__RECORDS TO USE__:
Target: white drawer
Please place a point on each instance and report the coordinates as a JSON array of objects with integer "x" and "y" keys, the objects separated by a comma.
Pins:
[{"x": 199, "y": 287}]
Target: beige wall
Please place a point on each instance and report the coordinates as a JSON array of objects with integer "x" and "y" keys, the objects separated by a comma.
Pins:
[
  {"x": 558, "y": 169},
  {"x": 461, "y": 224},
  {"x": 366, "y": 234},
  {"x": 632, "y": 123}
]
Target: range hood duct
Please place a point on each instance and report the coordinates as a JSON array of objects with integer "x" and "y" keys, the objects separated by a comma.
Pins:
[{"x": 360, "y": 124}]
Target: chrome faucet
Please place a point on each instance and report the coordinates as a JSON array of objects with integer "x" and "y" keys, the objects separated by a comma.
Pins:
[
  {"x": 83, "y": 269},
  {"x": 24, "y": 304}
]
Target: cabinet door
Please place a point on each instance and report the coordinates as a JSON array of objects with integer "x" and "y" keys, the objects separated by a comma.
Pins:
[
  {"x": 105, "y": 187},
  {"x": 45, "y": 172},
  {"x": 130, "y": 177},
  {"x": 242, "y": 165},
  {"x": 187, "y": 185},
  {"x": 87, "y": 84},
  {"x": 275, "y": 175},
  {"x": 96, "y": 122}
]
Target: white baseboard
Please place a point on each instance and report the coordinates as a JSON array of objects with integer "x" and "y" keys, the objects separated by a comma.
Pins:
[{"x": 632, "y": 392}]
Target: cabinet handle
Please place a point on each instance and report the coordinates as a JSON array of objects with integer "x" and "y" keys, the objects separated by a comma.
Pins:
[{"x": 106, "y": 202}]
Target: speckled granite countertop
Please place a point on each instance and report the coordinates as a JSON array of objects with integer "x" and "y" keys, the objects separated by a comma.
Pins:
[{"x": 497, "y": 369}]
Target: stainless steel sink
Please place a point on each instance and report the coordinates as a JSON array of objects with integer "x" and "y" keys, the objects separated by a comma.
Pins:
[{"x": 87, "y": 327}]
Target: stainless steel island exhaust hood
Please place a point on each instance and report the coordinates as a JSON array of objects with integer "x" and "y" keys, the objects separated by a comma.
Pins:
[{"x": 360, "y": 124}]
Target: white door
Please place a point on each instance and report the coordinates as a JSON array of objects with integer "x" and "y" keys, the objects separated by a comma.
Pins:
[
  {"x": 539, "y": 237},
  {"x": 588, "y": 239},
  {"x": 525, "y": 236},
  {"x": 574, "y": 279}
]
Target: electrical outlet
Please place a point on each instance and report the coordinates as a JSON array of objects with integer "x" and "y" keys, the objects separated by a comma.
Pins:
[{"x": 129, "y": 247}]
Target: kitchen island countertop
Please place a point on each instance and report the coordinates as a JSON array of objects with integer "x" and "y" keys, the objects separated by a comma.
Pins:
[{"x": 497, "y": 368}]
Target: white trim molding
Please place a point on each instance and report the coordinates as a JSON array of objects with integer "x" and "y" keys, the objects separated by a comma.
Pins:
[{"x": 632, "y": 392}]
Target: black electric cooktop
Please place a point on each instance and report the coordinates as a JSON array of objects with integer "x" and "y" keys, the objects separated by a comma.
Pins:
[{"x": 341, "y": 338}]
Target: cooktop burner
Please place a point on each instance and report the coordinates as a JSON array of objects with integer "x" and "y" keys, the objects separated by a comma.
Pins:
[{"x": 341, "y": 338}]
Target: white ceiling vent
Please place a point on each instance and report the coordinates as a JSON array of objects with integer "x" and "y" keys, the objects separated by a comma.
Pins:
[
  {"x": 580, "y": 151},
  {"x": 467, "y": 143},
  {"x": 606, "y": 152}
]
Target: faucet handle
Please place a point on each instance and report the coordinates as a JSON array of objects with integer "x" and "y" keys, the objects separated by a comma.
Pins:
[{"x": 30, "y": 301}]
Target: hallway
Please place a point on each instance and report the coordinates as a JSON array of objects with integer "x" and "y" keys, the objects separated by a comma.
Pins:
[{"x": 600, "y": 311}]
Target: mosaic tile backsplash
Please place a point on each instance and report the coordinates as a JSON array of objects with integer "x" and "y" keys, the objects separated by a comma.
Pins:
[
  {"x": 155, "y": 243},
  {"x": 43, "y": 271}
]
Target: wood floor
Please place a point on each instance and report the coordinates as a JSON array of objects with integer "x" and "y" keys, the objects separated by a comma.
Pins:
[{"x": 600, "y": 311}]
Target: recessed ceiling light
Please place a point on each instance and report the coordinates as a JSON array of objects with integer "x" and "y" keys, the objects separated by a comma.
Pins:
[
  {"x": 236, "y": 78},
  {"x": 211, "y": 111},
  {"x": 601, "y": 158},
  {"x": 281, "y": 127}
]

__EXERCISE__: Reproduce the lines verbatim, from the line containing "Target: white trim molding" through the final line, with both of those lines included.

__ANSWER TO THIS TASK__:
Target: white trim molding
Please place a point on each instance and report the coordinates as a JSON array of objects with integer "x" and "y" keys, the objects separated by a comma.
Pins:
[{"x": 632, "y": 392}]
Target: black electric cooktop
Please place a point on each instance and report the coordinates as a JSON array of objects with integer "x" and "y" keys, the objects separated by a comma.
Pins:
[{"x": 341, "y": 338}]
Target: cooktop burner
Please place a point on each instance and report the coordinates as a JSON array of objects with integer "x" and "y" keys, the objects separated by a comma.
Pins:
[{"x": 341, "y": 338}]
Target: white ceiling vent
Please place a point on each instance and report the coordinates as a JSON array of objects with integer "x" and "y" keys, the objects separated by a comma.
Pins:
[
  {"x": 580, "y": 151},
  {"x": 467, "y": 143},
  {"x": 606, "y": 152}
]
Target: faucet handle
Please place a point on each instance and report the coordinates as a JSON array of objects with integer "x" and "y" keys, the objects separated by a comma.
Pins:
[{"x": 30, "y": 301}]
Target: hallway
Please place a point on each instance and report the coordinates as a JSON array of objects with integer "x" and "y" keys, the objects separated by a comma.
Pins:
[{"x": 600, "y": 311}]
Target: mosaic tile backsplash
Please place a point on each instance and report the coordinates as a JSON array of objects with integer "x" and "y" keys, the objects separated by a comma.
Pins:
[
  {"x": 155, "y": 243},
  {"x": 43, "y": 271}
]
Target: wood floor
Please place a point on each instance and report the coordinates as a JSON array of objects with integer "x" and "y" keys, the objects separated by a comma.
Pins:
[{"x": 600, "y": 311}]
Target: recessed ceiling light
Please place a point on each instance and report the coordinates as a JSON array of objects with integer "x" and "y" keys, the objects separated by a comma.
Pins:
[
  {"x": 236, "y": 78},
  {"x": 211, "y": 111},
  {"x": 601, "y": 158},
  {"x": 281, "y": 127}
]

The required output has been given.